TASK DETAILS: All lines in the material below that contain "work" should be located and copied.

══════════

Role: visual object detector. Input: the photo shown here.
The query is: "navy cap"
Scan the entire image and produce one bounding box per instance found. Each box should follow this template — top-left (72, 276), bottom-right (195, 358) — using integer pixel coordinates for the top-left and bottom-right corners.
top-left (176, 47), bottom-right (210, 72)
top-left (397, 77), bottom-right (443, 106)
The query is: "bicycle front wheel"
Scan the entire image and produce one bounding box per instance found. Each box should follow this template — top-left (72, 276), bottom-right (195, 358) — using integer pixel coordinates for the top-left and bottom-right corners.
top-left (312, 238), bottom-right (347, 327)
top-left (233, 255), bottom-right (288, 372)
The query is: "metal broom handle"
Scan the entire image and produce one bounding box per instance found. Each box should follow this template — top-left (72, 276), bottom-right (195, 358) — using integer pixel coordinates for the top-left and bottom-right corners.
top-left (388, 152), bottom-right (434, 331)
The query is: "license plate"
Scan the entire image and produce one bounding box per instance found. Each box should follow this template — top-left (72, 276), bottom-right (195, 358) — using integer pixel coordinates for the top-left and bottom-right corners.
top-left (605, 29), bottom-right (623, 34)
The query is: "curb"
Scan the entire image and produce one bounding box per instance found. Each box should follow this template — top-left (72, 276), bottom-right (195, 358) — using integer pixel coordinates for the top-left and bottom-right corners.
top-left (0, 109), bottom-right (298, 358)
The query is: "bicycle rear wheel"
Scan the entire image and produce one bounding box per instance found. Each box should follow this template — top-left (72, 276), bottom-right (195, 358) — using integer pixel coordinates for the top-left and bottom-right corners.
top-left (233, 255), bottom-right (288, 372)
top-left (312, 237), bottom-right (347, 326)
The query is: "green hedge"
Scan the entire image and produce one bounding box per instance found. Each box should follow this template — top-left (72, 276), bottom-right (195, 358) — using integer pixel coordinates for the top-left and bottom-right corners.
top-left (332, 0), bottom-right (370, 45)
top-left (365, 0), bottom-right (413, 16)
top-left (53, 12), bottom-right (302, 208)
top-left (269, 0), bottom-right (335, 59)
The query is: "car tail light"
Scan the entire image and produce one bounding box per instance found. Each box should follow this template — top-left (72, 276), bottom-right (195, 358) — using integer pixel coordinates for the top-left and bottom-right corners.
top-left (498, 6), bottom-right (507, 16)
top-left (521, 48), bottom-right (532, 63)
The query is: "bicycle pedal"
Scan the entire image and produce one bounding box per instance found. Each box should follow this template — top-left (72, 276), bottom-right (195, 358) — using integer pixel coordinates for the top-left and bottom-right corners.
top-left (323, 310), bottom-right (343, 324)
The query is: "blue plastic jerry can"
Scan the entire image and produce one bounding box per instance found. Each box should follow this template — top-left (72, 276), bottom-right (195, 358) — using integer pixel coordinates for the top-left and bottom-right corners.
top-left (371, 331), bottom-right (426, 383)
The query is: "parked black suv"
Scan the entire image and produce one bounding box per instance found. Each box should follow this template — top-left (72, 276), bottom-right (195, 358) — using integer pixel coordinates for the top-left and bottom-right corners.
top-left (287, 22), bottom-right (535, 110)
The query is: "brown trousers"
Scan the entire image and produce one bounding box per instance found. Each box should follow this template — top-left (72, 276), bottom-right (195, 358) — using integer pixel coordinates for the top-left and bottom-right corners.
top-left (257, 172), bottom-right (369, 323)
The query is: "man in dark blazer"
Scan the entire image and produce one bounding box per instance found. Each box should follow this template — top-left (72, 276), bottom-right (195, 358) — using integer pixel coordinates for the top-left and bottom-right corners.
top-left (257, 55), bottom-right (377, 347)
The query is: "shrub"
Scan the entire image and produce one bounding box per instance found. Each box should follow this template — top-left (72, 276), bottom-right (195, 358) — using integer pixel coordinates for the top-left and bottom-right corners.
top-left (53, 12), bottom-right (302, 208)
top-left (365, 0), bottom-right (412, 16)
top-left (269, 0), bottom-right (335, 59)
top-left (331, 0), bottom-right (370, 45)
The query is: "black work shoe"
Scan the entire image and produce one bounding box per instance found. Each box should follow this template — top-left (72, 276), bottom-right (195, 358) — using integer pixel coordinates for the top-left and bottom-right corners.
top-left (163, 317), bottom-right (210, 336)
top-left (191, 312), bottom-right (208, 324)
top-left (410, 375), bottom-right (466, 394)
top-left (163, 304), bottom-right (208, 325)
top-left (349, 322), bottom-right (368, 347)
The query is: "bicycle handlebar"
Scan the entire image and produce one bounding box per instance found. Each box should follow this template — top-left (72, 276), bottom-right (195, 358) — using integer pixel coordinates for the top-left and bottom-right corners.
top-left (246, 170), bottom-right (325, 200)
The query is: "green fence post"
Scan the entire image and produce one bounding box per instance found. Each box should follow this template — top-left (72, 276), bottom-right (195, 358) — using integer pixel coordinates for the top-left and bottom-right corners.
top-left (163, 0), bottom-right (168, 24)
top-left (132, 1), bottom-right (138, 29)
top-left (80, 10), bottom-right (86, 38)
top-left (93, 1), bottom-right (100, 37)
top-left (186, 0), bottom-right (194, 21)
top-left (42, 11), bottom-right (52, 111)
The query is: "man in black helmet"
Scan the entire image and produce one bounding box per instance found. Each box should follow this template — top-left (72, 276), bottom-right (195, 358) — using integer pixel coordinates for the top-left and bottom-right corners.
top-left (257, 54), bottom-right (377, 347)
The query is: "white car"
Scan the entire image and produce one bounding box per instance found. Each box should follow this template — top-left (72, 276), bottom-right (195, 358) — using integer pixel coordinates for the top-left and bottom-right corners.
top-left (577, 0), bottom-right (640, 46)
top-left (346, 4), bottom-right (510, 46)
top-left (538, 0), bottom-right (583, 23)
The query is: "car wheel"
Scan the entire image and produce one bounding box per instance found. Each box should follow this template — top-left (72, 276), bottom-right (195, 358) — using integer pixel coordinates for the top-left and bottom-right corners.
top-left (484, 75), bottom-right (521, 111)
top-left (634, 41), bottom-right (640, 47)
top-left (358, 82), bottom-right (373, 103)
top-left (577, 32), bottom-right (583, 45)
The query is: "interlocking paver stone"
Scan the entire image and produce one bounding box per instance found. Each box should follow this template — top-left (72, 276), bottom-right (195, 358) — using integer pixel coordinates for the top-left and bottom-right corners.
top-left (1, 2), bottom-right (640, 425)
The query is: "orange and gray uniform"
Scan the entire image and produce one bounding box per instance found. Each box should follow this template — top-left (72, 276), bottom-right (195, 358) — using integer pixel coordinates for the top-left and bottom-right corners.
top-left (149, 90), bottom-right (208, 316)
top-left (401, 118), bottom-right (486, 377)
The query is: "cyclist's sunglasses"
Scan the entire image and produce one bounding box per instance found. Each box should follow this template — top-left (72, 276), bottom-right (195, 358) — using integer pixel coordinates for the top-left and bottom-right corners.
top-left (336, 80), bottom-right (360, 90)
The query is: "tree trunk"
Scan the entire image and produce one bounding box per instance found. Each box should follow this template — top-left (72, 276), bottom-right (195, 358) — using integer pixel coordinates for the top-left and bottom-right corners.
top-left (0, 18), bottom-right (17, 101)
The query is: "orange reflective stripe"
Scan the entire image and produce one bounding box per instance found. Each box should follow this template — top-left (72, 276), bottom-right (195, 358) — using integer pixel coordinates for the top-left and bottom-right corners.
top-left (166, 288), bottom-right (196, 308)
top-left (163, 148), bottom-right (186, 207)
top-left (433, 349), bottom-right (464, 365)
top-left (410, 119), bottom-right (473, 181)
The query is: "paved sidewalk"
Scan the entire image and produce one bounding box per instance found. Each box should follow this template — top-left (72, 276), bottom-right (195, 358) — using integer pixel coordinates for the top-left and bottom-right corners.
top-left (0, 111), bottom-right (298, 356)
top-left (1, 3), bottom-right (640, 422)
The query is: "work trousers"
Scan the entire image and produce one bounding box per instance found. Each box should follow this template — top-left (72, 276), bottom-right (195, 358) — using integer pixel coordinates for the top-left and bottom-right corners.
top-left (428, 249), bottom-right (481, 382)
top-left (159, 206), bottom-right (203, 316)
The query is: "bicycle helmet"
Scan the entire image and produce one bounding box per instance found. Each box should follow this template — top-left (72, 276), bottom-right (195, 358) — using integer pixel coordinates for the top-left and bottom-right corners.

══════════

WRITTEN ANSWER:
The query is: "black work shoe"
The query is: "work trousers"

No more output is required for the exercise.